=== Task brief ===
Pull out every line of the material below that contains the string "silhouette", treating case as significant, and copy each such line in full.

=== Data lines ===
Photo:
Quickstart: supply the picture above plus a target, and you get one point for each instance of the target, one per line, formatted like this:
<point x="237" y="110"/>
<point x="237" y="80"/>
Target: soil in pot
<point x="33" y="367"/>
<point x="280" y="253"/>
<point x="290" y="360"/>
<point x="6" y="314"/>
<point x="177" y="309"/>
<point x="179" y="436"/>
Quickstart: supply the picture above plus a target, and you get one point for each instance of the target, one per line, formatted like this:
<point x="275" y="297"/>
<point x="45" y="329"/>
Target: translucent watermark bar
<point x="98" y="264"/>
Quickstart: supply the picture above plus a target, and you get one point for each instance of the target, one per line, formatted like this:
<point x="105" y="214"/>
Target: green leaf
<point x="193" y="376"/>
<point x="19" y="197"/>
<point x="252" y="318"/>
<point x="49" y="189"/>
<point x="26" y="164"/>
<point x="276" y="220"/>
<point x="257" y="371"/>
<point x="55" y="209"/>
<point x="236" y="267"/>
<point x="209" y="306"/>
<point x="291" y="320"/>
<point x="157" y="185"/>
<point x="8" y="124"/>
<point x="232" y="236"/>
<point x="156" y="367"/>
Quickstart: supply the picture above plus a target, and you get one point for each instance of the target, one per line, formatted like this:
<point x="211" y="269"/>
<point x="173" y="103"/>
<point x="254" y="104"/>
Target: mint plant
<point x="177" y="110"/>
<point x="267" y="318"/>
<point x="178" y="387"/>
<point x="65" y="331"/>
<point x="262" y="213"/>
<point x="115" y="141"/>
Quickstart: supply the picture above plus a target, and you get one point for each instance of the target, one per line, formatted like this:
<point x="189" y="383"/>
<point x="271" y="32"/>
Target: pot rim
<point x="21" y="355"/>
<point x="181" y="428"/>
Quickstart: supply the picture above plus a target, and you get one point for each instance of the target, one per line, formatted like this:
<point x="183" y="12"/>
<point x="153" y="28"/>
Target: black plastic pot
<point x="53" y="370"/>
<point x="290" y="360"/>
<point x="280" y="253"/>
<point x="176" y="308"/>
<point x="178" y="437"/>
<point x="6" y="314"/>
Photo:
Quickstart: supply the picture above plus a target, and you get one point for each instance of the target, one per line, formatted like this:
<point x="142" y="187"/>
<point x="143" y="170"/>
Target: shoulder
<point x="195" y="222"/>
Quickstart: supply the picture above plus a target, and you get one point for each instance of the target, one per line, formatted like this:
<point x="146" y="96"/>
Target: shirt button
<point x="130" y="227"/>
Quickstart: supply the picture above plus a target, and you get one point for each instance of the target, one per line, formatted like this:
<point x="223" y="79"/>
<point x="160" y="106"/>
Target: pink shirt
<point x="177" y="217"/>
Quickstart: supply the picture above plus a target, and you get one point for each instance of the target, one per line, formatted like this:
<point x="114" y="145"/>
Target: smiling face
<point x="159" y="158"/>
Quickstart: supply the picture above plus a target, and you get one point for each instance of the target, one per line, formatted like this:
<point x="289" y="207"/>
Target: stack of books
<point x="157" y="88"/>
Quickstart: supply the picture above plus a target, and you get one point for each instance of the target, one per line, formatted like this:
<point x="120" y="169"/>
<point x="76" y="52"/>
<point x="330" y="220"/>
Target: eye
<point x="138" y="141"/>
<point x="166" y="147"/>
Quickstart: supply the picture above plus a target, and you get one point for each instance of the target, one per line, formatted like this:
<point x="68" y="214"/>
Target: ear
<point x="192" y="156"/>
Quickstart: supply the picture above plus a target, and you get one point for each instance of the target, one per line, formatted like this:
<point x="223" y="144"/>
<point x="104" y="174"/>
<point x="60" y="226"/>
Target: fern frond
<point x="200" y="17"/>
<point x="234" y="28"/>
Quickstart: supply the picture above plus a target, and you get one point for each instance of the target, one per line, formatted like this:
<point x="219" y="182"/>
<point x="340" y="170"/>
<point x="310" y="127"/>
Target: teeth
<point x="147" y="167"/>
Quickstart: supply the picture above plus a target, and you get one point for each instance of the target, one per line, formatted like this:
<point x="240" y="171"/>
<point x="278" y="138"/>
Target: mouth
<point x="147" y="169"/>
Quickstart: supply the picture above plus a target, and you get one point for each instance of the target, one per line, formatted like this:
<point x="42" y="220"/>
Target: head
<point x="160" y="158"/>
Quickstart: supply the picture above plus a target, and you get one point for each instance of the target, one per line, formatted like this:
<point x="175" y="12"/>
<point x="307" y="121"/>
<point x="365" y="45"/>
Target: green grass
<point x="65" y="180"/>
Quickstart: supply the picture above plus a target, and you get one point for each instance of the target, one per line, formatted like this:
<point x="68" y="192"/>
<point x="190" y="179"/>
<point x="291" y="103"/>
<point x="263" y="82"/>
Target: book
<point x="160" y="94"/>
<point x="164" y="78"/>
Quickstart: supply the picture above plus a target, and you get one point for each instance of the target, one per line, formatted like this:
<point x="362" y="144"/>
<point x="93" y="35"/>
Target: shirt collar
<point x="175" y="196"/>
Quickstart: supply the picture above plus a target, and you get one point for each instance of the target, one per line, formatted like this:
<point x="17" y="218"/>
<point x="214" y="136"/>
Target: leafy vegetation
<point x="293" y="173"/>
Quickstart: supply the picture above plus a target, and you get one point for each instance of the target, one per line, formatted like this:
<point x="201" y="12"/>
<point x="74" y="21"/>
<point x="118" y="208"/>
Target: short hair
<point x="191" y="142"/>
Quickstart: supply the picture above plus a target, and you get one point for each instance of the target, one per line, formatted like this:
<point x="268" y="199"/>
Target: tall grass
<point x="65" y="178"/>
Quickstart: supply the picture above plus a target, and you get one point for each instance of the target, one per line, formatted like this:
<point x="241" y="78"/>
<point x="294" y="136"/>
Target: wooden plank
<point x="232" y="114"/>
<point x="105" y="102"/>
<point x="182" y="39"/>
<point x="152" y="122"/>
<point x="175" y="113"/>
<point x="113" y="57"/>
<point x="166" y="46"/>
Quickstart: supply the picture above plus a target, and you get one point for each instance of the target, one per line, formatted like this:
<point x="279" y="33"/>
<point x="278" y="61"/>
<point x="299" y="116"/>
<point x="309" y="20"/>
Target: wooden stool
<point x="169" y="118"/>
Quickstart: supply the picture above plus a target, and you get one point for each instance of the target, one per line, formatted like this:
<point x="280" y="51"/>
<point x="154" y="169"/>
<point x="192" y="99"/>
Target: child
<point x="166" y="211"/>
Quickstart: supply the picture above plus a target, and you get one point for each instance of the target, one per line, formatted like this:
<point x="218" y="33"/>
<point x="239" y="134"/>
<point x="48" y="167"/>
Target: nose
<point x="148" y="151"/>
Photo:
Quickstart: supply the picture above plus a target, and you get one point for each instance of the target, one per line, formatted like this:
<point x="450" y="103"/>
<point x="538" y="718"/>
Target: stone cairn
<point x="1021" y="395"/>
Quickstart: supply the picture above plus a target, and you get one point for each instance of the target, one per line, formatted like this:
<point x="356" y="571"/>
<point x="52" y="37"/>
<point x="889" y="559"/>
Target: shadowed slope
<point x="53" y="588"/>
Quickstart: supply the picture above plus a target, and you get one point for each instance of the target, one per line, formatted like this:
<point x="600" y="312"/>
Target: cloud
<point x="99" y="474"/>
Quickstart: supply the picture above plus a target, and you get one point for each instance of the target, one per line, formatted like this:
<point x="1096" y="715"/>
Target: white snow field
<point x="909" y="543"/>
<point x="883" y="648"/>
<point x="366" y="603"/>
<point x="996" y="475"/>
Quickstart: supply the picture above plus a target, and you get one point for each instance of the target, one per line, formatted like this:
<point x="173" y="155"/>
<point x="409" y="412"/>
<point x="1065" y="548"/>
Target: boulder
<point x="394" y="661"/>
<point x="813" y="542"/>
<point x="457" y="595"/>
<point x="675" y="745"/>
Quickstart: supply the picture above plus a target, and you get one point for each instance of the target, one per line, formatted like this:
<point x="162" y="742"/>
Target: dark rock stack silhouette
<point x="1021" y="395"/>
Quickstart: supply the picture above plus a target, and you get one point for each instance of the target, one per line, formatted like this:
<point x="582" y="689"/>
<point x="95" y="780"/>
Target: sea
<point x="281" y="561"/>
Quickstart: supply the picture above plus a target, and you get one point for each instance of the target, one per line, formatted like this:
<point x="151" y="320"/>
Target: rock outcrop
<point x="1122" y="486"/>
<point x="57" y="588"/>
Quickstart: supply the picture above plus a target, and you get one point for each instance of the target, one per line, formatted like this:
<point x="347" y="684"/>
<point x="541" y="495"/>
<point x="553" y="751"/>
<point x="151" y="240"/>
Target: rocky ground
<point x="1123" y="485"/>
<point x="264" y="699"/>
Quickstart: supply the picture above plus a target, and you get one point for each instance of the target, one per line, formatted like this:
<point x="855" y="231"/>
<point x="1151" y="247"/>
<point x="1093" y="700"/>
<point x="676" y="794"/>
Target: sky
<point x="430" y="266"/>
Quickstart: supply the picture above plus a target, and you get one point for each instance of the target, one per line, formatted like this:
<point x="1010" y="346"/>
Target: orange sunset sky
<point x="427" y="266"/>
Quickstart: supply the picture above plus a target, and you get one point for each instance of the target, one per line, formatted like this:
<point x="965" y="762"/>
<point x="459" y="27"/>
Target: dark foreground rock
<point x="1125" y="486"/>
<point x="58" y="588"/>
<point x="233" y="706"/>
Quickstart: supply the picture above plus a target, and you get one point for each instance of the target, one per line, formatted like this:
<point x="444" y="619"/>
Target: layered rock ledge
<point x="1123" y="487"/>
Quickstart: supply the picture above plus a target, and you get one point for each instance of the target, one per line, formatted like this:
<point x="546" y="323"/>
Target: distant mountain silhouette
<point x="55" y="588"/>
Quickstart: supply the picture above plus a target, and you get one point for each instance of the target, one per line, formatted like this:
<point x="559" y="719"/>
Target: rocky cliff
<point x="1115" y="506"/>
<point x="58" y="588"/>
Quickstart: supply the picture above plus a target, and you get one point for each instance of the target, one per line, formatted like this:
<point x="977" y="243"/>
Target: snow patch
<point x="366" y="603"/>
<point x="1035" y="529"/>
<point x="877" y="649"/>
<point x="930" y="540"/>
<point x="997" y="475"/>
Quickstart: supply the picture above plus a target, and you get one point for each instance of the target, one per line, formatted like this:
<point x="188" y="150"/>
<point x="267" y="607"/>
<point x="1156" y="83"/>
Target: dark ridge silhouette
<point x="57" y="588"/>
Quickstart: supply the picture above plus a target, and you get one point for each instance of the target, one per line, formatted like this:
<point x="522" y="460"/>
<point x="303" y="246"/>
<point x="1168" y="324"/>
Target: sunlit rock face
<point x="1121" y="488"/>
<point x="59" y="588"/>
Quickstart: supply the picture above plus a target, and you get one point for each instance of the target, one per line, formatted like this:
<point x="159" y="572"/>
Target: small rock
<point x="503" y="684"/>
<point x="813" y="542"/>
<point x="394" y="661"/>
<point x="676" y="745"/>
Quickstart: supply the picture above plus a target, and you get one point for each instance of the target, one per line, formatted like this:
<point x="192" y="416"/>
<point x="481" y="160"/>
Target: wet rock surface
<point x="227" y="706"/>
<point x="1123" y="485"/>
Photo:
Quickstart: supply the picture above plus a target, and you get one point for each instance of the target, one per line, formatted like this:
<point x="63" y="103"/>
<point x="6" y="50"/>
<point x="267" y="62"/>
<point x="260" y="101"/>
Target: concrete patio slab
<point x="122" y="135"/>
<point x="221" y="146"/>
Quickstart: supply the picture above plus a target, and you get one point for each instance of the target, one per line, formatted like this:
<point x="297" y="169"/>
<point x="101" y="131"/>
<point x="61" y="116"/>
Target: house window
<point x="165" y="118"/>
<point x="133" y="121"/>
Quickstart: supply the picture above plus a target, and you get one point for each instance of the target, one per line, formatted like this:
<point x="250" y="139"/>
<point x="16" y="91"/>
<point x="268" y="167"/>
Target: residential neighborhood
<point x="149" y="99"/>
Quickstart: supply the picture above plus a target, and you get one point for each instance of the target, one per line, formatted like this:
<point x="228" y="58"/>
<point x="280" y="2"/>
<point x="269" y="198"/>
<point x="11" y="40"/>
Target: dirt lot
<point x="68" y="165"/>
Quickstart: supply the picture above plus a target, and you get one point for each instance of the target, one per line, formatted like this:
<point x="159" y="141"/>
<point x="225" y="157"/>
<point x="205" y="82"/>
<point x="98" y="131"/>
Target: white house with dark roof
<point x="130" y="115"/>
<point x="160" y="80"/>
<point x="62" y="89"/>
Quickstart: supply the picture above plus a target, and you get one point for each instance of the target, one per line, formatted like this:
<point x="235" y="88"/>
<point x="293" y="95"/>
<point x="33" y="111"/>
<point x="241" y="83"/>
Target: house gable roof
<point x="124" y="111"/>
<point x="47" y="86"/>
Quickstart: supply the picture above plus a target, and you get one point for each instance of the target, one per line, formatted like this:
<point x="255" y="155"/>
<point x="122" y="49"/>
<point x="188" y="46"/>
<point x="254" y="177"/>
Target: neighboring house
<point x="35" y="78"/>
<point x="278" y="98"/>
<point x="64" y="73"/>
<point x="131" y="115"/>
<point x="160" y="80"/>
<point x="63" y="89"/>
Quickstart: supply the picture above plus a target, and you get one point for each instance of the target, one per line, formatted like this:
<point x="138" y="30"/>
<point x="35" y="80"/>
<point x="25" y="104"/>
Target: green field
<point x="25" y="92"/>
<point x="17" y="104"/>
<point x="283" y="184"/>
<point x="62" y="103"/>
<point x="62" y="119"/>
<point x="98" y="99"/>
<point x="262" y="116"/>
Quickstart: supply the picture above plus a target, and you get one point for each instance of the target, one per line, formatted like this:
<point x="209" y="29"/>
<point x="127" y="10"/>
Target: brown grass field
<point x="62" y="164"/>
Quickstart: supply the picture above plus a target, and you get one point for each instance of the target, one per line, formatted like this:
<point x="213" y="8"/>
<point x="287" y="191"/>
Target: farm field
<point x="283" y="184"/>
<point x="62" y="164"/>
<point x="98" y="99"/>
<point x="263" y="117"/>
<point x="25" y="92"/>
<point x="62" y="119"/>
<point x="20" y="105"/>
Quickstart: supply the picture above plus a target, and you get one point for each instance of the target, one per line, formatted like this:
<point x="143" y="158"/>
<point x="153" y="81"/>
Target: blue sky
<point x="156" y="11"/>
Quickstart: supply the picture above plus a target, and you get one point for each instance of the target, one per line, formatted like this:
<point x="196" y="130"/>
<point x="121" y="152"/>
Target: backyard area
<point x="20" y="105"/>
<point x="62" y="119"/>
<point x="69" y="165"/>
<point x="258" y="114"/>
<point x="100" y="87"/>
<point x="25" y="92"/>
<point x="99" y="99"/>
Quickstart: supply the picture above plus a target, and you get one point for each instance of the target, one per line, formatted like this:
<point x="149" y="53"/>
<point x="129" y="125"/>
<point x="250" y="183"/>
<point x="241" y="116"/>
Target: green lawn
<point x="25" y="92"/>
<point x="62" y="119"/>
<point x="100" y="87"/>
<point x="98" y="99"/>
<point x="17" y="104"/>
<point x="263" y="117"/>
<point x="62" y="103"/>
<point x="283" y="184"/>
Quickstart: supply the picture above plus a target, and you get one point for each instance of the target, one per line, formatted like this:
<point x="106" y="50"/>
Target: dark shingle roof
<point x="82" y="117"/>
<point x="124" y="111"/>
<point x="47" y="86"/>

=== Expected answer ===
Target: dark rock stack silhouette
Target: distant mountain silhouette
Target: dark ridge silhouette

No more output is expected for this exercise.